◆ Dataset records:

******

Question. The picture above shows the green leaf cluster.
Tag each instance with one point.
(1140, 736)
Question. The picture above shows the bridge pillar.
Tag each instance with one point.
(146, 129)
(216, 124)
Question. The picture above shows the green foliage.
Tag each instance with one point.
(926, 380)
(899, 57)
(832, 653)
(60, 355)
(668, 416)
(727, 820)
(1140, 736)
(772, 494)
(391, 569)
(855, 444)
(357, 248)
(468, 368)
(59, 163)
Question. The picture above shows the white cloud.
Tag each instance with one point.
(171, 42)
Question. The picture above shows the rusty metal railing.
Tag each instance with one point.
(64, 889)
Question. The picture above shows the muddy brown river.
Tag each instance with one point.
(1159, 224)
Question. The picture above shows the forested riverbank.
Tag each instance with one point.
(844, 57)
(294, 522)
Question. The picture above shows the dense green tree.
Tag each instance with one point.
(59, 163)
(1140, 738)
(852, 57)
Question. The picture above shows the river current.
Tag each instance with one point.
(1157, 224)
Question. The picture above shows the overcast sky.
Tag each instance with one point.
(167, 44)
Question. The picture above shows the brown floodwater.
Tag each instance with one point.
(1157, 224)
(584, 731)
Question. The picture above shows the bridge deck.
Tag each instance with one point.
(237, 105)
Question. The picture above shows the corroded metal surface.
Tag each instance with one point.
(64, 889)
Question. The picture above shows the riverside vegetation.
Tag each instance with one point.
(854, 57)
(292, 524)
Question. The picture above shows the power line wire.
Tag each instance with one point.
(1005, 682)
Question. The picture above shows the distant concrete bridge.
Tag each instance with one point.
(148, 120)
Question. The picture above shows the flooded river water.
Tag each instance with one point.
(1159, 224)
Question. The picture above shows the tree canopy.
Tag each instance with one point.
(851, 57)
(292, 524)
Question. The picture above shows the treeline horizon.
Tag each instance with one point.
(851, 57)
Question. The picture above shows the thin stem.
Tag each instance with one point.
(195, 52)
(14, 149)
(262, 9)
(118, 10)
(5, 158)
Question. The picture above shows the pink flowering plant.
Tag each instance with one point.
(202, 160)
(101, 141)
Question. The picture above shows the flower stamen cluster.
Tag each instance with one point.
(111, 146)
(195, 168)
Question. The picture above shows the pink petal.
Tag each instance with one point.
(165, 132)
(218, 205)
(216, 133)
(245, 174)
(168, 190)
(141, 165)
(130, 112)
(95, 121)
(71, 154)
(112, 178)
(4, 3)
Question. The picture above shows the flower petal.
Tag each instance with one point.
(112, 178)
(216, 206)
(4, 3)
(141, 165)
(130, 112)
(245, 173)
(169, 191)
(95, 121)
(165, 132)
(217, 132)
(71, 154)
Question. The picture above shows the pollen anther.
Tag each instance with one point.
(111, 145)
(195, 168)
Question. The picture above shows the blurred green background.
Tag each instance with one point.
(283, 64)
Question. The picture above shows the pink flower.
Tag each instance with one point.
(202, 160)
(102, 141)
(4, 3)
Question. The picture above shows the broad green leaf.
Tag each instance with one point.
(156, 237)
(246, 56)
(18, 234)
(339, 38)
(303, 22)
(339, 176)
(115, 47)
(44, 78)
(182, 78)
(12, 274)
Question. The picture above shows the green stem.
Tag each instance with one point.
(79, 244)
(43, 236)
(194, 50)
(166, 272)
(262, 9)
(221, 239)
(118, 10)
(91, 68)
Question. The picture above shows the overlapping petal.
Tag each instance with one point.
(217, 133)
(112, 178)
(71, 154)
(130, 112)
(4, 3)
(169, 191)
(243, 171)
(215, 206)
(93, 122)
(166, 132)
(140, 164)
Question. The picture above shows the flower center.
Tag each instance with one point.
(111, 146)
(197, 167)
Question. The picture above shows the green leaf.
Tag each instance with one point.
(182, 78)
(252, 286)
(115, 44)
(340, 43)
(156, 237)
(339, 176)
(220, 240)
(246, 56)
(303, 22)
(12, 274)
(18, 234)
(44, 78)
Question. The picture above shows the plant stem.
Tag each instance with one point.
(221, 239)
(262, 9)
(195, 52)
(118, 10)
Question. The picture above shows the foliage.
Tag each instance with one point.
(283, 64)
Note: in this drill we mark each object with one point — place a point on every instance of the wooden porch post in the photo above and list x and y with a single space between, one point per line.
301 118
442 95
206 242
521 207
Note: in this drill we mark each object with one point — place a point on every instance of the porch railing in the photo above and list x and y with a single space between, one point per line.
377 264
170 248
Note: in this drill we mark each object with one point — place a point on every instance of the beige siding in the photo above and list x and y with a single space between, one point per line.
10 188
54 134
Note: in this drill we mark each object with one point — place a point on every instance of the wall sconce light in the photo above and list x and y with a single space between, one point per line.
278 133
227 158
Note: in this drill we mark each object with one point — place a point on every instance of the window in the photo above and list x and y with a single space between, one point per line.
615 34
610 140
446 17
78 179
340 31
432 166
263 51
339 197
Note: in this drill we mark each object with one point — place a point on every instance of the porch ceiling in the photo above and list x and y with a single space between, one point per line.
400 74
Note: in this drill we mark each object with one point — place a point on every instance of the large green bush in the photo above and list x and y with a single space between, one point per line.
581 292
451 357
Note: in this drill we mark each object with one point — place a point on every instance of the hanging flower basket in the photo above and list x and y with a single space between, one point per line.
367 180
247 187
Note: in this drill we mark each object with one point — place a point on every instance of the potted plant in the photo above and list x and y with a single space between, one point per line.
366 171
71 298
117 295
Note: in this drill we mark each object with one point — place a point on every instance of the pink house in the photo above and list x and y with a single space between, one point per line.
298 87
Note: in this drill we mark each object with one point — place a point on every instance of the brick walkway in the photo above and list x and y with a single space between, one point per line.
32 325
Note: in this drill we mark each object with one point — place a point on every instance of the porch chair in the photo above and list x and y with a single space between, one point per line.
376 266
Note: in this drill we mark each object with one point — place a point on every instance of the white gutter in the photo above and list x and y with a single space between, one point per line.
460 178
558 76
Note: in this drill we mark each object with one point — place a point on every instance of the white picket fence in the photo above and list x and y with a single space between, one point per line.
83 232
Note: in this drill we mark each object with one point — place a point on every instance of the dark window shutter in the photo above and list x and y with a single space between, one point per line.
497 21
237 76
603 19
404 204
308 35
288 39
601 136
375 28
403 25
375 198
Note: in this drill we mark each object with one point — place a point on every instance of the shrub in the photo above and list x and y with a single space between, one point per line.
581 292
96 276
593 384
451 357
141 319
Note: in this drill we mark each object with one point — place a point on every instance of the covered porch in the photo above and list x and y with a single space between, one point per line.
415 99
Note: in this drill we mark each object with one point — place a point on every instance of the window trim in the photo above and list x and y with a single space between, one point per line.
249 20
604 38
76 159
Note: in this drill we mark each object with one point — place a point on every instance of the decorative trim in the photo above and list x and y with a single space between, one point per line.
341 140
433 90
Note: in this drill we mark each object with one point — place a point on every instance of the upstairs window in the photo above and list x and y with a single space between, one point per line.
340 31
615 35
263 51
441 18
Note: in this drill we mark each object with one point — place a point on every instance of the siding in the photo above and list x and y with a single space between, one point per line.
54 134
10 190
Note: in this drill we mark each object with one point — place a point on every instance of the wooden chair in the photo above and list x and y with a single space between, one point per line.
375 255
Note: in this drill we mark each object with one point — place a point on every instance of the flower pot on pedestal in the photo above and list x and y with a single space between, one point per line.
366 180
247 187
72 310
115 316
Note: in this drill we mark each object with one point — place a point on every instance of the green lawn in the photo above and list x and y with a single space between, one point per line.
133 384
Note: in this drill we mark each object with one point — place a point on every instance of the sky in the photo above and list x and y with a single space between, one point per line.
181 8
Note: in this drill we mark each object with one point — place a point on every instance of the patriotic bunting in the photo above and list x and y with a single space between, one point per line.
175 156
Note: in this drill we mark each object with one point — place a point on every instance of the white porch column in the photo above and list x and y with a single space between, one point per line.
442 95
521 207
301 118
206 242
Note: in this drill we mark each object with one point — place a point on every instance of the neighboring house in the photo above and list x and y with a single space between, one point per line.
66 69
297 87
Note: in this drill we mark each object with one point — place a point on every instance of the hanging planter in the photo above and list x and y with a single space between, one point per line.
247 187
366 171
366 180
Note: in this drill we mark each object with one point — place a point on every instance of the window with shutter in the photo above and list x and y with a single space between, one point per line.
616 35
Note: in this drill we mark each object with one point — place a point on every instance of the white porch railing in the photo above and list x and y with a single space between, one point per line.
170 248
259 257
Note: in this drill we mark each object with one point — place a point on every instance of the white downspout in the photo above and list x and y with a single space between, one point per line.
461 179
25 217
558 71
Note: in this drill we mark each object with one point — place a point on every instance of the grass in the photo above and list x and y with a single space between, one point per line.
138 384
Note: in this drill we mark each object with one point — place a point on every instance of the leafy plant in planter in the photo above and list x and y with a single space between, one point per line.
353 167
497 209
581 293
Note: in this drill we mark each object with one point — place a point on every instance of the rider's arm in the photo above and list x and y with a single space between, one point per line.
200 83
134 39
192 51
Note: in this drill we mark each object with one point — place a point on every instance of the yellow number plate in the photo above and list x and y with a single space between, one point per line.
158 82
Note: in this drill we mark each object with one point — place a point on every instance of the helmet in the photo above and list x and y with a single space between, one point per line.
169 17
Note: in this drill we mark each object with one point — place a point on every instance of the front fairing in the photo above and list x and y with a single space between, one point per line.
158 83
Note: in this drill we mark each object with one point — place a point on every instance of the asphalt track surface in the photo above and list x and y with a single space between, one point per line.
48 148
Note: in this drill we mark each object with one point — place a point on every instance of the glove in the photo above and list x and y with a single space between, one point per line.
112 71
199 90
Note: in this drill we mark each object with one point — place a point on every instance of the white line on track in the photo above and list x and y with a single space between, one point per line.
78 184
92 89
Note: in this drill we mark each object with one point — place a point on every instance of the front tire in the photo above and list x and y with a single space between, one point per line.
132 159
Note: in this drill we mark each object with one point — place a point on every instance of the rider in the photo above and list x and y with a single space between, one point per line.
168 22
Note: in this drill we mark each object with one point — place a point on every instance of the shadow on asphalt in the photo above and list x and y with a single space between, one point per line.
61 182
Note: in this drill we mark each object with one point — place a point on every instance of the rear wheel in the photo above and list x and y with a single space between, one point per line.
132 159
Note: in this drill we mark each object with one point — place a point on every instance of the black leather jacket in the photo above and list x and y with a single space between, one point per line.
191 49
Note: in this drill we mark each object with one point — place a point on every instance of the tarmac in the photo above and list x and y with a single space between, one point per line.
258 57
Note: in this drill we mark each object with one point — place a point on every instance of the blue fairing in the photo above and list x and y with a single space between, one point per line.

******

◆ Work to do:
Starting at the line that contains "of the shadow", print every line through the end of the listing, word for word. Leave out all the rest.

◆ Response to the exercise:
Note: in this drill we mark each object with one point — place a point on every instance of the shadow on asphalt in the photo above and list x and y with a single space between, one point per line.
61 182
Note: in this drill we mark each object with one point — place a point on every instance of the rear wheel in the photo above and list x and y with a single space between, one point per line.
132 159
Note: in this drill we mark each object with one point — place a point on every instance of the black leather jacket in the photo above and list x and y with a single space between, one point per line.
191 49
Note: in this drill we mark each object with one point — place a point on every instance of the tarmac in the photo above and list x and y with a single space between, one point per line.
258 57
Note: in this drill we mark each object with one point — place a point on every instance of the blue fairing in the photo above and list x and y with a single space between, one point per line.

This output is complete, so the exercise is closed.